_Assigned task A_.
What was the course taught for food bank clients called, according to the essay on malnutrition?
_Assigned task B_.
Print the stretch of the essay on malnutrition from "But beyond the" through "eat too much.".
_Assigned task C_.
Proceed with the essay on malnutrition from the point where it stops.

_Passage_.
════════

The analogy of mental health is like a puzzle which needs to be put together, whereupon sometimes pieces are missing and we cannot always see the big picture.
I was working at the food bank in 2006, Union Gospel Mission, and was teaching a course for the clients on eating by the rainbow. It was called ‘The Rainbow Program’. They included homeless people, people on limited income, and First Nations clients. I was applying what I knew about nutrition to people who couldn’t afford to eat, let alone see a nutritionist. I wondered how they would respond to my recommendation of eating by the rainbow, when all they were really being offered in the next room was a free meal and free white bread to take home.
I had worked previously as an eating disorder counselor and knew that preventing hunger went beyond just eating disorders, but also addressing malnutrition wherever it occurred in society. Here it was occurring right in front of me, and I had to come up with how to shop on a limited budget and how to prevent diabetes in people that had little or no income.
When people don’t have enough to eat, various illnesses can occur. When people don’t have adequate knowledge of nutrition and how to eat, they can eat poorly, which over a lifetime leads to cancers, cardiovascular disease and diabetes. In fact, when people are malnourished they overeat in an attempt to get the nutrients they need.
There are so many psychological and social aspects once obesity begins that the ingrained patterns of fear around eating, fear of gaining weight, fear of losing weight, fear that food equals fat, mean that the malnutrition goes deeper, and the eating of wrong foods becomes more desperate in an attempt to correct the problem.
Young women and even men today are developing eating disorders at an alarming rate: anorexia, bulimia and compulsive overeating.
But beyond the actual symptomatology, in our society even young children are influenced by the diet culture and develop anorexic thinking, with deeply ingrained fears around food.
Besides developing nutritional deficiencies, children who are malnourished will lack the desire to engage in sports and exercise, have poor concentration, lack incentive, and make poor moral decisions.
Our society promotes certain stereotypes that can get us on the diet treadmill for the rest of their lives.
Some examples of stereotypes:
People gain weight because they eat too much.

════════

_Information provided_.

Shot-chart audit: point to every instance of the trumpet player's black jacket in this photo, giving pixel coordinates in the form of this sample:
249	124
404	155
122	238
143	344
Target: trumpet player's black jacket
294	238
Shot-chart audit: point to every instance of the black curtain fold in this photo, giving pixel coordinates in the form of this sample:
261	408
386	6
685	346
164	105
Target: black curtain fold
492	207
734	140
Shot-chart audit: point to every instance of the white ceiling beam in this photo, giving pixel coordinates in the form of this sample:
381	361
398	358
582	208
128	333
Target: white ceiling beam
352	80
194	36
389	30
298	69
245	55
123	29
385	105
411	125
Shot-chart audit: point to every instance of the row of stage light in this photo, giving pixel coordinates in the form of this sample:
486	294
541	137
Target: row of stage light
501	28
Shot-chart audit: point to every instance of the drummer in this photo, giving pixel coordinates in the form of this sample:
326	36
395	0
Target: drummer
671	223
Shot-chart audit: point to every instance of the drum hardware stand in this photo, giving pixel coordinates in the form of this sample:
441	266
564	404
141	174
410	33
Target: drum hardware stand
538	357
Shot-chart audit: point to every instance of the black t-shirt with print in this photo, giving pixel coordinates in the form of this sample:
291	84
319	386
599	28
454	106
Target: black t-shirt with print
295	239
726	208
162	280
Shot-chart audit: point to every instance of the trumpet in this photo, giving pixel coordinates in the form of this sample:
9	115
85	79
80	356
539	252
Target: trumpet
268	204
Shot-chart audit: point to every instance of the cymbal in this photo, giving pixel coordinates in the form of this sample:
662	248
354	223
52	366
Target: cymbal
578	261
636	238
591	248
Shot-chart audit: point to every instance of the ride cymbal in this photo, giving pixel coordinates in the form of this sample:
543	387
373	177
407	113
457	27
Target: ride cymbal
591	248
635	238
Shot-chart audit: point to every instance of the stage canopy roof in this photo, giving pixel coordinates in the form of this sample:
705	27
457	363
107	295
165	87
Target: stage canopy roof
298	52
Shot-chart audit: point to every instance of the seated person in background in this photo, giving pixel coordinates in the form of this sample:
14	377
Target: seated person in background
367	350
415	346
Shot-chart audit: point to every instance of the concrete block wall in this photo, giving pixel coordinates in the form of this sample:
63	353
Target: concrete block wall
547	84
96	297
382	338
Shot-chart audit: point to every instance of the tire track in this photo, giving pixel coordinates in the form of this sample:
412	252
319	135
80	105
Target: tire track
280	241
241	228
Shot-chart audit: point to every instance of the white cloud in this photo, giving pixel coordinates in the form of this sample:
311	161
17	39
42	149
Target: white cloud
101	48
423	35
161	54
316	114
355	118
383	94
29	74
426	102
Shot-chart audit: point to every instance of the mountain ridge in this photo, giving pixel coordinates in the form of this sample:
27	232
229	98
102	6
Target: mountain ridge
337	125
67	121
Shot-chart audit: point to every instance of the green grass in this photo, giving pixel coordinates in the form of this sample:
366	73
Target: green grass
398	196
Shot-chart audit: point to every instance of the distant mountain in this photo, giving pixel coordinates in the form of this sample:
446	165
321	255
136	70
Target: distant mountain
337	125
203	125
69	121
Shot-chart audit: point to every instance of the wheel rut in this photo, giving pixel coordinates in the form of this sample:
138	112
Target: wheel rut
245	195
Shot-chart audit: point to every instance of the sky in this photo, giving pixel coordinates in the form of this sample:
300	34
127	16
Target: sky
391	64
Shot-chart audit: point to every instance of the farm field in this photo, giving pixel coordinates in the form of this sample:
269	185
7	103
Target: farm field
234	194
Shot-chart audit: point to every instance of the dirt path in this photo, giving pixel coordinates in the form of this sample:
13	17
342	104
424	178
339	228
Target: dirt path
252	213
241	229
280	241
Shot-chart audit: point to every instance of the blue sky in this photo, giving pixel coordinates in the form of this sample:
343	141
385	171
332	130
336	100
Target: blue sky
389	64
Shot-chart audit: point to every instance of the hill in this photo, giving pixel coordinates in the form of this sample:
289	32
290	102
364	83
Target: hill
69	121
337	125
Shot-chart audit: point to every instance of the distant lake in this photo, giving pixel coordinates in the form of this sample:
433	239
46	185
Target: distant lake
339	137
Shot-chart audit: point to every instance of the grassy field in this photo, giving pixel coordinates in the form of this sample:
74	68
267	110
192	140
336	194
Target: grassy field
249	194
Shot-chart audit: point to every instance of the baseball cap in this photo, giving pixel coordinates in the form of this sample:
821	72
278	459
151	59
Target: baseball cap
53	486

════════

_Exercise output A_.
It was called "The Rainbow Program."

_Exercise output B_.
But beyond the actual symptomatology, in our society even young children are influenced by the diet culture and develop anorexic thinking, with deeply ingrained fears around food.
Besides developing nutritional deficiencies, children who are malnourished will lack the desire to engage in sports and exercise, have poor concentration, lack incentive, and make poor moral decisions.
Our society promotes certain stereotypes that can get us on the diet treadmill for the rest of their lives.
Some examples of stereotypes:
People gain weight because they eat too much.

_Exercise output C_.
Overweight people need to just get off the couch and exercise more.
If you want to lose weight you should go on a diet.
Try to think like an anorexic, but don’t go too far.
Try the latest diet in this magazine, it worked for my friend.
Low carb is the way to go.
Low carb diets make people meaner than a junk yard dog.
Follow the Canada Food Guide religiously.
Have a shake for 2 meals, then eat a normal dinner.
Thus we see the diet roller-coaster. We go back and forth all day with these logistics in our heads. We may change our minds on what is true from one day to the next. We may see a dozen professionals with different advice, different supplements, and different rules about food. We diet and then eat. We graze and then rigidly eat three meals a day. We apply our minds over the wild horse of hunger. We feel starved and overeat out of the ice cream bucket. We stop for fast food, and settle for junk food. We buy vitamins to make up the difference.
There is food everywhere, but hunger is our enemy. It is something to be controlled and subdued. Anorexic people are to be envied.
But reality sets in eventually.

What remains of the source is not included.